### DATA TO PROCESS
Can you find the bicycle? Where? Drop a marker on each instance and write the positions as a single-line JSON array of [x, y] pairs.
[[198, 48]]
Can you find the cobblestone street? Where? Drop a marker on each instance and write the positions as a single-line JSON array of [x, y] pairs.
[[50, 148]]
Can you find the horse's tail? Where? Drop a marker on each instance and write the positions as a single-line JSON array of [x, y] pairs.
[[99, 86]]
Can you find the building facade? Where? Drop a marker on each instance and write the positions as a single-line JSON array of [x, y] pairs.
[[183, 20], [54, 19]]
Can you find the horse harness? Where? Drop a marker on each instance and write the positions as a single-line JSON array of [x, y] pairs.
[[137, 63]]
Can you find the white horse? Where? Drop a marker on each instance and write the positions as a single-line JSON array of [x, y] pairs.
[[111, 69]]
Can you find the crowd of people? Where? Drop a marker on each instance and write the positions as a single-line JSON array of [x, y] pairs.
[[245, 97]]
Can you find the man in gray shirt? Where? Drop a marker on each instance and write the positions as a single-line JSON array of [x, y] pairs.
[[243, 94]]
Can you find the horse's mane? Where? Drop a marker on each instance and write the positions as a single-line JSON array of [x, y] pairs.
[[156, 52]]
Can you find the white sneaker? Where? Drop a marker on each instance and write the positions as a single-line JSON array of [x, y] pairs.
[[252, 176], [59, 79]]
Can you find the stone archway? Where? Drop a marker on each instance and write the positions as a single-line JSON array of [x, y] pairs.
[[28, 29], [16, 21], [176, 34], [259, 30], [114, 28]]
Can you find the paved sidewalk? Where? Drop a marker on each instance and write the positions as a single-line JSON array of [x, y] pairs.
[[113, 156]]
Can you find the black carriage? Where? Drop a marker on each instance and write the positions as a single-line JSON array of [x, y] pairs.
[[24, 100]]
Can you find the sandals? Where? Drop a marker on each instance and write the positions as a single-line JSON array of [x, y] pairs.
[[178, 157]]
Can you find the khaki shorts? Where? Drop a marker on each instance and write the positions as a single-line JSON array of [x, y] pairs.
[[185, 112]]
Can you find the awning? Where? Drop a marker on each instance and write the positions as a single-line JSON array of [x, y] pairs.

### WORK ITEM
The data is to be given again in full, with every line exact.

### ANSWER TO THIS EXERCISE
Can you find the bicycle? Where? Drop a marker on each instance and write the positions as a single-line JSON array of [x, y] pairs.
[[198, 48]]
Can you find the cobblestone street? Where? Drop a marker on each instance and write the positions as a single-line JSON array of [x, y] pairs.
[[50, 148]]
Can you find the horse's tail? Where? Drop a marker on each instance and write the positions as a single-line JSON array of [x, y] pairs.
[[99, 86]]
Can you find the building facade? Where? Drop a marker on each instance and write the positions as a single-line JSON array of [x, y] pairs.
[[183, 20], [54, 19]]
Can you find the horse harness? Where? Drop a marker on each instance and write the positions as a single-line JSON array of [x, y] pairs.
[[137, 63]]
Can you find the white horse? Where? Drop a marker on each instance and write the positions as a single-line JSON array of [x, y] pairs.
[[111, 69]]
Can you find the crowd of people? Where? Drop a marker on each instance and write the positions as a single-line JSON array of [x, y] pairs.
[[245, 97]]
Can you find the man in gray shirt? Where? Drop a marker on each instance and write the positions as a single-line JSON array of [x, y] pairs.
[[243, 94]]
Can you find the horse's mane? Where? Drop a marker on each instance and write the positions as a single-line JSON array of [x, y] pairs.
[[156, 52]]
Can you find the white sneaker? Where? Drop a marker on each instance and write the positions as a single-line JSON array of [x, y] pairs.
[[252, 176], [59, 79]]
Can you find the stone archway? Where? Drop a marker on each instance and write the positions as a single-line JSON array of [x, y] pairs.
[[28, 29], [16, 21], [176, 34], [259, 30], [114, 28]]
Can you find the paved sidewalk? Where? Drop a marker on each instance and write the positions as a single-line JSON array of [x, y] pairs.
[[113, 156]]
Can you find the black carriage? Where? Drop a marker on each instance and write the positions as a single-line JSON array of [x, y] pairs.
[[24, 100]]
Can you find the sandals? Where? Drop a marker on each instance and write the positions as a single-line JSON array of [x, y] pairs.
[[178, 157]]
Can you find the khaki shorts? Where? Drop a marker on each instance and write the positions as a single-line JSON array of [x, y] pairs.
[[185, 112]]
Can you find the awning? Where? Drop a marker on each instance and write the positions as a single-line JSON array of [x, y] pairs.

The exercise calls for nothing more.